Stored items
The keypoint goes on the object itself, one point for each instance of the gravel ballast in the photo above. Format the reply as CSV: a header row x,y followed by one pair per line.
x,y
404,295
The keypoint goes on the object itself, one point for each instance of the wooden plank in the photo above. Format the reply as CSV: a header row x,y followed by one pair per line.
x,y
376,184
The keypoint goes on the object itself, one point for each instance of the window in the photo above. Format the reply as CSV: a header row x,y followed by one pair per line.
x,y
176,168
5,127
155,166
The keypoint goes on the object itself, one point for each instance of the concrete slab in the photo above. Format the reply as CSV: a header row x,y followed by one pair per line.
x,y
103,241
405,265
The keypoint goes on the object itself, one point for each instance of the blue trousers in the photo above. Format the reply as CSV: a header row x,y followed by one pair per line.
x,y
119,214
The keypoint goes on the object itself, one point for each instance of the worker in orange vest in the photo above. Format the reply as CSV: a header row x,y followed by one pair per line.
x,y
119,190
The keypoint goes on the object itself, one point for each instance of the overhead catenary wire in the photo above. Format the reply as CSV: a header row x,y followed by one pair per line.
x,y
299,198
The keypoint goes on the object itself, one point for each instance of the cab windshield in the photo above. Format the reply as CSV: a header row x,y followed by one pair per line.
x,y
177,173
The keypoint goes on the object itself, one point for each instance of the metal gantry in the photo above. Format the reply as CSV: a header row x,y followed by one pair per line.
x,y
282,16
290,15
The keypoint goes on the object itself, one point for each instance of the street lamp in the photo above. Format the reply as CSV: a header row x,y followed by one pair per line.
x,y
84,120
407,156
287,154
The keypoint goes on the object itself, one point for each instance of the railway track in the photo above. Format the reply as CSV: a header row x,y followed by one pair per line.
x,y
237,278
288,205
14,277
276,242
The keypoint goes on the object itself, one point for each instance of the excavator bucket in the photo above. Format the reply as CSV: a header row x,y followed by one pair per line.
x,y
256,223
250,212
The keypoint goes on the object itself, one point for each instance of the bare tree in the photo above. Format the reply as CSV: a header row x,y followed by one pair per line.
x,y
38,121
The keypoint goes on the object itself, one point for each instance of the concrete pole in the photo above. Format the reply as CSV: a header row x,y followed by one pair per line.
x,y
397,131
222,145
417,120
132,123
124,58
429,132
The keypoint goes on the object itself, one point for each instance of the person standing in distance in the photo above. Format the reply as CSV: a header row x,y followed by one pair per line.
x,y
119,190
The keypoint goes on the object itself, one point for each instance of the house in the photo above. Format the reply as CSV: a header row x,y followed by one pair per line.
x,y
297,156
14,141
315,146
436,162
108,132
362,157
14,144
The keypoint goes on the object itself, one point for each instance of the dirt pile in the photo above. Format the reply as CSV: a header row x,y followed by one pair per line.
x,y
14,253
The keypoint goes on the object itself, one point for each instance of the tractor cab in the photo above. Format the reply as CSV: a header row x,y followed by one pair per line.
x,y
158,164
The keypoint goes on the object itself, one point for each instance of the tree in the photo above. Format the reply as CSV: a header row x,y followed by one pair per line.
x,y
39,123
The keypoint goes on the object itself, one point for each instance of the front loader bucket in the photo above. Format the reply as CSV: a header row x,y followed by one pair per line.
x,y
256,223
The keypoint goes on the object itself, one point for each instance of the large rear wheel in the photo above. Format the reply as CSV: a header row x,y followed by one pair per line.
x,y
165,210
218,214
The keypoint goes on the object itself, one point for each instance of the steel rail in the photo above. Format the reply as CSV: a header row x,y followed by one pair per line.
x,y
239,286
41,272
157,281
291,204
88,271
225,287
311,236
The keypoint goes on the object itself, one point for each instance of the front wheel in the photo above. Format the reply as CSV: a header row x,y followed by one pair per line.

AIM - Restate every line of the data word for word.

ANSWER FOR THE TASK -
The keypoint goes on the object itself, one point for each instance of the gravel ballast in the photo above. Format the reply as CSV: a header row x,y followed by one pair per line.
x,y
404,295
The keypoint goes on the object itself, one point for each instance of the wooden plank in the photo above. Format the reply as CSV: a header row x,y followed by one pair per line.
x,y
376,184
The keypoint goes on the object itself, one point for each instance of the window in the photo above. Format the reply as CSV: a header row x,y followed by one pair per line.
x,y
176,168
5,127
155,166
The keypoint goes on the object itself, one point for each instance of the concrete slab in the photo above. Format the reply as CSV: a header row x,y followed by one pair per line.
x,y
103,241
405,265
The keypoint goes on the object itself, one point for each instance of the blue trousers in the photo above. Format the reply as CSV: a header row x,y followed by one pair per line.
x,y
119,214
The keypoint goes on the object itself, one point for each instance of the worker in orange vest in the photo above. Format the reply as CSV: a header row x,y followed by one pair per line.
x,y
119,190
The keypoint goes on the object itself, one point for each instance of the overhead catenary wire in the photo above. Format the reply as CSV: a header row x,y followed by one pair per line.
x,y
299,198
The keypoint goes on the object itself, one point for each instance of the cab windshield in the photo above. Format the reply as CSV: a header row x,y followed by one pair per line.
x,y
177,173
The keypoint goes on the object itself, one point for each instance of the metal gantry in the photo above. Format the reply as CSV: a header row x,y followed by one pair per line.
x,y
282,16
290,15
The keypoint goes on the object itself, one point for each instance of the street lamp in the photo above. Format the reply as CSV: a header row x,y followed by one pair per line.
x,y
84,120
407,156
287,154
The keypoint goes on the object itself, one point for each instance of the railway track in the photo above. Format the reply as CSV: a header row x,y followed by one pair per line.
x,y
237,278
288,205
14,277
276,242
The keypoint goes on the object itself, one point for each instance of the excavator bucket in the photo above. Format the reply as CSV: a header row x,y followed by one pair per line.
x,y
256,223
250,212
The keypoint goes on the object itself, one point for each instance of the bare tree in the photo above. Format the reply as CSV: a header row x,y followed by one pair per line.
x,y
38,121
The keypoint goes on the object itself, one point for each instance of the concrete pole in the photo above. Format the reply as CSV: a header row x,y followed by one pair per line.
x,y
397,131
222,145
417,120
132,123
124,58
429,132
The keypoint goes on the object itself, one point for each instance of the person standing in distance in the photo above. Format the reply as CSV: a header row x,y followed by one pair per line.
x,y
119,190
The keypoint goes on the object itself, one point for each instance of the house in the photo above. Format the reply as CSV: a header row x,y followed by one pair per line.
x,y
297,156
14,141
315,146
436,162
108,132
362,157
14,144
The keypoint goes on the object itself, one point for each instance of the dirt pile in the photo above. Format the reply as CSV: a header row x,y followed by one pair per line.
x,y
14,253
The keypoint goes on the object itself, one point for each instance of the tractor cab in the photo above. Format the reply as CSV: a header row x,y followed by one pair per line.
x,y
158,164
The keypoint goes on the object itself, one point for each instance of the tree in the photo above. Format the reply as CSV: a header row x,y followed by one pair per line.
x,y
39,123
The keypoint goes on the object itself, one point for each instance of the front loader bucket in the photo above. Format the reply as CSV: a header row x,y followed by one pair per line.
x,y
256,223
The keypoint goes on the object itself, one point for each instance of the large rear wheel in the photo above. Format the reply as CSV: a header row x,y followed by one pair per line.
x,y
165,210
218,214
The keypoint goes on the object itself, one point for each instance of the steel rail in the photo above. Format the reply as CSV: a header row x,y followed by one pair per line.
x,y
239,286
41,272
157,281
291,204
88,271
225,287
311,236
The keypoint goes on the object itself, one point for each instance of the front wheel in the photo above. Format the reply as CSV: a header row x,y followed by one pair per line.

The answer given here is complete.